== Dataset ==

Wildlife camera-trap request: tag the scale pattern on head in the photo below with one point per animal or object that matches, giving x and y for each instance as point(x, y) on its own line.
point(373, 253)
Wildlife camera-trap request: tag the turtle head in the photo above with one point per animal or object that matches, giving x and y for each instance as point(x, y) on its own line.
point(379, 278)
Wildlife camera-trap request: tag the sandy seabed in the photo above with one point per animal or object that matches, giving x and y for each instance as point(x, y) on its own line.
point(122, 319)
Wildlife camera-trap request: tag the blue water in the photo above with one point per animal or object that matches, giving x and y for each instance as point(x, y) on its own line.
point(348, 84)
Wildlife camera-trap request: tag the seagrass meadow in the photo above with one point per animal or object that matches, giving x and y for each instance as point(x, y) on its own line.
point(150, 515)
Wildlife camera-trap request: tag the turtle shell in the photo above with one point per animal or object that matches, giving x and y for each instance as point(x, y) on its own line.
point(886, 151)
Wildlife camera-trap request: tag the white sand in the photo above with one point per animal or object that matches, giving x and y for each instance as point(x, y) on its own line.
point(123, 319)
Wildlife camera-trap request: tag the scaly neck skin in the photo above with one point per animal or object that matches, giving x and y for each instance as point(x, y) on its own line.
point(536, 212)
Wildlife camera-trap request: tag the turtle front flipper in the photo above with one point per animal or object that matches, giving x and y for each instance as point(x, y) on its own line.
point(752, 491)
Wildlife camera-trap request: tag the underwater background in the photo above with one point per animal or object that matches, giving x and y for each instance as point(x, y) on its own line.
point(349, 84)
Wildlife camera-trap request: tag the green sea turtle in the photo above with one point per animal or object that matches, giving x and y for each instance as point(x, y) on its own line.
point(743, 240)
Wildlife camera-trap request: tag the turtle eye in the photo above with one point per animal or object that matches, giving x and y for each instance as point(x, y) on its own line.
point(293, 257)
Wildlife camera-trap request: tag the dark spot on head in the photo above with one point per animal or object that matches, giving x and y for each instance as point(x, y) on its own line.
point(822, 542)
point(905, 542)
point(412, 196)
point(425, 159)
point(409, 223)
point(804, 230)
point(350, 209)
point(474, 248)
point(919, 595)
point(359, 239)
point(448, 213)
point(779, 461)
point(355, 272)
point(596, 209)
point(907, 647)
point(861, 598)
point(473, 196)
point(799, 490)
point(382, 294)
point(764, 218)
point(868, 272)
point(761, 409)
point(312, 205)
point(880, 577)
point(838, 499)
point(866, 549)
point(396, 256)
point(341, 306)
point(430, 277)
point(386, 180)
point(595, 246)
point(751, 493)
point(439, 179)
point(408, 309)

===

__Aim of the exercise__: Please reproduce all of the entries above word for word, from first to last.

__Finished exercise__:
Wildlife camera-trap request: tag the scale pattern on head in the photo below with one point per animal or object that matches, giving x and y for each instance as point(x, y) on its own line.
point(373, 253)
Wildlife camera-trap request: tag the turtle head in the photo above with one point per animal or object that matches, giving x and y for each instance as point(x, y) on its own line.
point(379, 278)
Wildlife camera-trap request: tag the sandy seabed in the photo above with one point per animal or object that matches, giving x and y for each instance as point(x, y) on its own line.
point(122, 319)
Wildlife camera-trap request: tag the blue water in the photo above with one point per animal or object that matches, giving x and y for each instance as point(x, y) on its own line.
point(348, 84)
Wildlife camera-trap request: tag the seagrass meadow in the photo above with one point per animal or object that matches, giving x and y for each instance as point(x, y) on its own line.
point(150, 515)
Wildlife camera-trap request: tag the turtle shell in the photo above with one point per animal or object that matches, giving x and y for each instance as point(x, y) on its own line.
point(886, 151)
Wildlife camera-trap request: tag the white sand in the photo above with one point per animal or object that matches, giving x and y for each instance as point(x, y) on its own line.
point(123, 319)
Wildlife camera-trap request: tag the scaly neck skin in the photo above with one point per animal or object that matches, giving x and y for each instance as point(x, y) on its own line.
point(536, 212)
Wildlife camera-trap request: tag the turtle front flipper in the photo above with one point per animal or object that matches, giving x and y for each instance as point(x, y) on its own line.
point(752, 491)
Wildlife camera-trap request: tag the underwater background in the photo above with one point per animal or object that matches, giving x and y for each instance as point(x, y) on its own line.
point(349, 84)
Wildlife camera-trap request: tag the green sea turtle in the photo above with one point per animal or object that matches, giving x and y for each instance as point(x, y) on its own line.
point(743, 240)
Wildlife camera-trap request: tag the turtle eye in the photo above with one point per animal or object that matches, giving x and y for each instance as point(x, y) on its own line.
point(293, 257)
Wildlife camera-trap request: tag the dark spot on head in the photo above with one point per animal or object that matches, giving x and y for each instance as point(x, y) on its own line.
point(822, 542)
point(905, 542)
point(412, 196)
point(425, 159)
point(409, 223)
point(804, 230)
point(350, 209)
point(474, 248)
point(919, 595)
point(359, 239)
point(448, 213)
point(779, 461)
point(355, 272)
point(596, 209)
point(907, 647)
point(861, 598)
point(473, 196)
point(799, 490)
point(382, 294)
point(764, 218)
point(868, 272)
point(761, 409)
point(312, 205)
point(880, 577)
point(838, 499)
point(866, 549)
point(396, 256)
point(341, 306)
point(430, 277)
point(386, 180)
point(595, 246)
point(751, 493)
point(439, 179)
point(408, 309)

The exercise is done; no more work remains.